Incredibly misleading two-page ad in Variety desperately
trying to pass BEYOND REASON off as a supernatural horror film

Wednesday, January 17, 2018

On Blu-ray/DVD: HAPPY DEATH DAY (2017) and FRIEND REQUEST (2017)


HAPPY DEATH DAY
(US - 2017)


A sleeper hit from the Blumhouse assembly line, HAPPY DEATH DAY is essentially a slasher spin on GROUNDHOG DAY with elements of MEAN GIRLS and, to a certain extent, Lucio Fulci's THE PSYCHIC. Bitchy, self-absorbed sorority girl Tree (Jessica Rothe) wakes up hungover in the dorm of nice guy Carter (Israel Broussard) after a night of partying, only to go about her day and be killed by a masked maniac on the way to the party her sorority sisters are throwing for her. She relives the time loop day after day and initially can't even, but she eventually uses the repetition and the learned responses to team with Carter--who never remembers the events of the last time loop--to figure out the identity and motive of her killer. There's no shortage of suspects since Tree is a truly horrible person--she's completely dismissive of her nice roommate Lori (Ruby Modine, Matthew's daughter), slept with sorority sister Danielle's (Rachel Matthews) douchebag boyfriend (Blaine Kern III), and is having a casual fling with a married professor (Charles Aitken). She's also been distant toward her concerned dad (Jason Bayle) since her mom's death on her birthday three years earlier. Directed by PARANORMAL ACTIVITY vet Christopher Landon, HAPPY DEATH DAY was stuck in development hell for a decade, originally given the green light back in 2007 with Megan Fox in the lead. Uncanny X-Men comic book scribe Scott Lobdell is the credited screenwriter, though Landon did an almost complete overhaul of the original script. It's got some clever ideas and a few scattered bits of sharp humor, and though some of its twists are a little hokey, it's entertaining and better than it has any business being. A lot of this is due to a terrific performance by Rothe, who's very believable handling Tree's gradual transformation from a cruel, cold-hearted bitch to a sympathetic heroine forced to relive various methods of being murdered at the end of every day and using it to make herself a better person. Budgeted at just $4 million, HAPPY DEATH DAY opened big but took a tumble its second week, still far surpassing its cost and probably on its way to being another Blumhouse franchise. It's no classic by any means, but there's some effective chills throughout, particularly the unnerving mask worn by the very driven killer, and the versatile, appealing Rothe (who had a supporting role as one of Emma Stone's friends in LA LA LAND) definitely has some star potential. (PG-13, 96 mins)

Direction 1:
Answer each question from the review:
(a) Which actress plays Tree?
(b) What was the film's budget?
(c) In what year was the film originally given the green light?
Direction 2: List every actor whose name appears in parentheses right after a character in the review.
The dataset records after this are separate from the review.

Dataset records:
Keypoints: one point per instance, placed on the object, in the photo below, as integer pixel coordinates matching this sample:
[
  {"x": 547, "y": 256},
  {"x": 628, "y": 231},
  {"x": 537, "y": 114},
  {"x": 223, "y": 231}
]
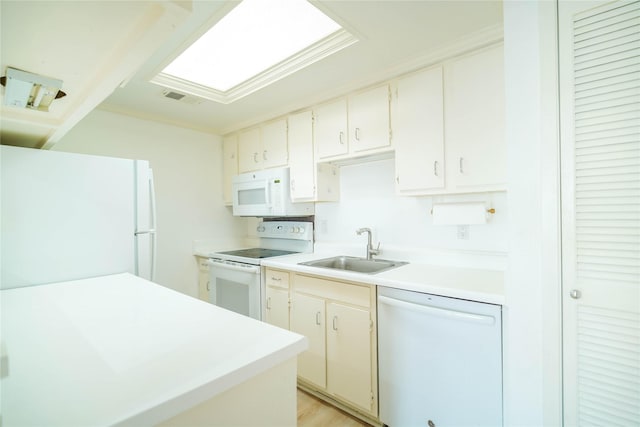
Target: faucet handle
[{"x": 375, "y": 251}]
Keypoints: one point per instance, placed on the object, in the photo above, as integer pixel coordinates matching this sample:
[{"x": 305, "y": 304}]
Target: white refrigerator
[{"x": 67, "y": 216}]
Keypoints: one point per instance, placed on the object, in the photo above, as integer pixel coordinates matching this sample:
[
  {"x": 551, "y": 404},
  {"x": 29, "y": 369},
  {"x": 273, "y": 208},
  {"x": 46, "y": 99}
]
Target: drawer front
[
  {"x": 202, "y": 264},
  {"x": 277, "y": 278},
  {"x": 338, "y": 291}
]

Correct answer 1:
(a) Jessica Rothe
(b) $4 million
(c) 2007

Correct answer 2: Jessica Rothe, Israel Broussard, Ruby Modine, Rachel Matthews, Blaine Kern III, Charles Aitken, Jason Bayle